* **Texto seleccionado**:

La ampliación de derechos que se registra en casi todos los países de América Latina, es desafiada por el crecimiento de la represión policial e institucional. Desde México y Guatemala hasta Argentina y Brasil, las fuerzas represivas están fuera de control.
“Las prácticas policiales violentas son contradictorias con una política de ampliación de derechos”, se titula un informe del Centro de Estudios Sociales y Legales (CELS), presidido por Horacio Verbitsky[1]. El informe destaca “hechos graves de violencia institucional” en varios barrios de Buenos Aires, así como “la violencia dentro de las cárceles y comisarías” y el retorno de la represión a la protesta social.
En su análisis, el CELS pone al descubierto “la falta de una reforma estructural del sistema de seguridad” que está centrado, en el caso de Argentina, en el “control de la calle” sin abrir un debate sobre “cómo debe ser un sistema de seguridad democrático”. El caso de Argentina, por cierto, puede servirnos como ejemplo de un deterioro de los derechos humanos en toda la región, que tiene en México y Guatemala sus expresiones más preocupantes.
Llegados a este punto, se trata de comprender que las violaciones no son ocasionales ni puntuales, en un continente que vive un proceso de creciente militarización y paramilitarización de la vida cotidiana. En Uruguay ese deterioro se expresa en la tortura a los menores de edad detenidos por pequeños delitos[2]. En Brasil la masacre de habitantes de las favelas se ha vuelto sistemática, como lo revelan las Maes de Maio que, en plena democracia, contabilizan por lo menos una matanza anual desde 1990[3].
En México y Guatemala los asesinatos de indios, comuneros, mujeres y pobres, son moneda corriente. Los medios suelen atribuir estos hechos al narcotráfico o a desbordes puntuales de las fuerzas del orden. Sin embargo esa explicación parece insuficiente. O, peor, encubre la realidad.
Para explicar el deterioro de los últimos años, me parece adecuado tomar el caso de Argentina, por dos razones. La primera porque existen organismos de derechos humanos independientes que desde el fin de la dictadura (1984) vienen registrado cuidadosamente las violaciones estatales e institucionales. En segundo lugar, porque desde 2003 los gobiernos de Néstor Kirchner y Cristina Fernández se han empeñado en la defensa de los derechos humanos, en aclarar las violaciones y evitar la represión.

* **Tarea 1**:
Reproduce sin cambios las líneas de los registros comprendidas entre el comienzo de los registros y la línea que contiene "611,320,666,367", ambas incluidas.

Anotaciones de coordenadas
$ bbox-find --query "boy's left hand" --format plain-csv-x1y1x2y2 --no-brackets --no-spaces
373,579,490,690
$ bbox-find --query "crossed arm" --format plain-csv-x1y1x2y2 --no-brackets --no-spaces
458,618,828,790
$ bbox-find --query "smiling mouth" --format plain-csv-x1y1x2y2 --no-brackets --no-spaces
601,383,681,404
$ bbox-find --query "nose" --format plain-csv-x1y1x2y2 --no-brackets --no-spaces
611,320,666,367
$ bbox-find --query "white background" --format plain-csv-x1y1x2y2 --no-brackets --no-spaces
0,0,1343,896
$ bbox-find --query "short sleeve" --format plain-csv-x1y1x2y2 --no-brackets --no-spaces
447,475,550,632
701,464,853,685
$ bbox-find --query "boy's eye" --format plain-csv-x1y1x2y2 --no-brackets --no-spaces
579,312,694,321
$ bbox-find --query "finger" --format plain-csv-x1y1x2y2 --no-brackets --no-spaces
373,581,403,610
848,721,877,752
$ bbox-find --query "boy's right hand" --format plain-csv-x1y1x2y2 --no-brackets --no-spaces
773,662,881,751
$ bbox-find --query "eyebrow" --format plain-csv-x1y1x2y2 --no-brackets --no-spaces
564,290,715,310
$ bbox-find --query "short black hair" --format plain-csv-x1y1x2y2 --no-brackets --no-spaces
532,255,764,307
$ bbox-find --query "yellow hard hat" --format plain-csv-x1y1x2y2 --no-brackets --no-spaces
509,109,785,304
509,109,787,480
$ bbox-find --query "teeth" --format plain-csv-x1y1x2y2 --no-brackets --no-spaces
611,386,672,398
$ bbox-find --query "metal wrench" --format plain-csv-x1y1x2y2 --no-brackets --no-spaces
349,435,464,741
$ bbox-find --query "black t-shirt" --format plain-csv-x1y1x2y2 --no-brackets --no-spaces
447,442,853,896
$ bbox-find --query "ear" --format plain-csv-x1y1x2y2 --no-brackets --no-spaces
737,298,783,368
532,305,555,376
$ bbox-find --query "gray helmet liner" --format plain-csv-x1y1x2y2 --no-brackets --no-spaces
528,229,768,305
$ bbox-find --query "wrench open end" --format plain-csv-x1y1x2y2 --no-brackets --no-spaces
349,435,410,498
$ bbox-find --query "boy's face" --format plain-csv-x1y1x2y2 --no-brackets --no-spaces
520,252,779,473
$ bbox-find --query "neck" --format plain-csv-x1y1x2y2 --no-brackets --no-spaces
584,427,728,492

* **Tarea 2**:
Reescribe el pasaje del texto sobre la represión en América Latina entre "Llegados a este" y "anual desde 1990[3].", ambos incluidos, cambiando "la tortura" por "el maltrato".

* **Respuesta 1**:
$ bbox-find --query "boy's left hand" --format plain-csv-x1y1x2y2 --no-brackets --no-spaces
373,579,490,690
$ bbox-find --query "crossed arm" --format plain-csv-x1y1x2y2 --no-brackets --no-spaces
458,618,828,790
$ bbox-find --query "smiling mouth" --format plain-csv-x1y1x2y2 --no-brackets --no-spaces
601,383,681,404
$ bbox-find --query "nose" --format plain-csv-x1y1x2y2 --no-brackets --no-spaces
611,320,666,367

* **Respuesta 2**:
Llegados a este punto, se trata de comprender que las violaciones no son ocasionales ni puntuales, en un continente que vive un proceso de creciente militarización y paramilitarización de la vida cotidiana. En Uruguay ese deterioro se expresa en el maltrato a los menores de edad detenidos por pequeños delitos[2]. En Brasil la masacre de habitantes de las favelas se ha vuelto sistemática, como lo revelan las Maes de Maio que, en plena democracia, contabilizan por lo menos una matanza anual desde 1990[3].